■ **Aufgabenstellung**: Schreibe aus der Albumkritik den Abschnitt Wort für Wort ab, der mit „Eure Ø-Bewertung: 6/10“ beginnt und bis einschließlich „schon so spät?“ reicht.

■ **Textauszug**:
·····

True Panther / Matador / Beggars / Indigo
VÖ: 03.04.2015

Unsere Bewertung: 7/10

Eure Ø-Bewertung: 6/10

Die Tiefe des Raums

Manche Parties dauern zu lange. Eigentlich wollte man ja schon um drei gehen, doch aus unerfindlichen Gründen sitzt die eigene Hülle im morgenfahlen Grauen immer noch in dem abgewetzten Sessel, der vom Sperrmüll sein sollte, aber von IKEA ist. Menschen, die ebenfalls noch Wachsein vorgaukeln, führen Nicht-Gespräche. Das sich Bahn brechende Sonnenlicht offenbart die Notwendigkeit eines Großputzes, der wahrscheinlich auf "morgen" verschoben werden wird – wann immer auch das sein mag. Und aus den Lautsprechern, die billiger aussehen, als sie klingen, erschallt ein dämmriges Jaulen. Jedes einzelne Instrument wirkt zu laut, obwohl die Anlage nur halb aufgedreht ist. Passend zur Situation auch der Titel eines Tracks wie "Buried". Halb geöffnete Augen blinzeln durch Schall und Rauch. Ist es wirklich schon so spät?

Henry Laufer alias Shlohmo ist wahrscheinlich auch ein Wachbleiber. Einer, der nächtelang Rädchen dreht und Regler verschiebt. Immer auf der Suche nach diesem einen Sound, der wie ein Tinnitus im Kopf sitzt und raus muss. In die Lautsprecher, in die Welt. Einer, der liebend gerne auf eine gesunde Gesichtsfarbe verzichtet, wenn er dafür einen perfekt zischelnden Hi-Hat-Sound bekommen kann. Somnambul und tastend sind die Miniaturen des US-Amerikaners. Zeugnisse einer Innerlichkeit, die auf der Suche nach Ausdruck ins Stolpern gerät. Und jede Sekunde der Dissoziation genießt. Wenn die Synthesizer keuchen und husten, während verstimmte Gitarren den Neonmond anheulen. Wenn wie in "Relentless" verhuschte Stimmen den Übergang vom Rausch zum Rauschen ankündigen. Wenn der Vorhang fällt.

·····

■ **Erfasste Daten**:
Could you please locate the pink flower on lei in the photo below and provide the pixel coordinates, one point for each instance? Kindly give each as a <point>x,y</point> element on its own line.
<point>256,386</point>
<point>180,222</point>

·····

■ **Lösung**:
Eure Ø-Bewertung: 6/10

Die Tiefe des Raums

Manche Parties dauern zu lange. Eigentlich wollte man ja schon um drei gehen, doch aus unerfindlichen Gründen sitzt die eigene Hülle im morgenfahlen Grauen immer noch in dem abgewetzten Sessel, der vom Sperrmüll sein sollte, aber von IKEA ist. Menschen, die ebenfalls noch Wachsein vorgaukeln, führen Nicht-Gespräche. Das sich Bahn brechende Sonnenlicht offenbart die Notwendigkeit eines Großputzes, der wahrscheinlich auf "morgen" verschoben werden wird – wann immer auch das sein mag. Und aus den Lautsprechern, die billiger aussehen, als sie klingen, erschallt ein dämmriges Jaulen. Jedes einzelne Instrument wirkt zu laut, obwohl die Anlage nur halb aufgedreht ist. Passend zur Situation auch der Titel eines Tracks wie "Buried". Halb geöffnete Augen blinzeln durch Schall und Rauch. Ist es wirklich schon so spät?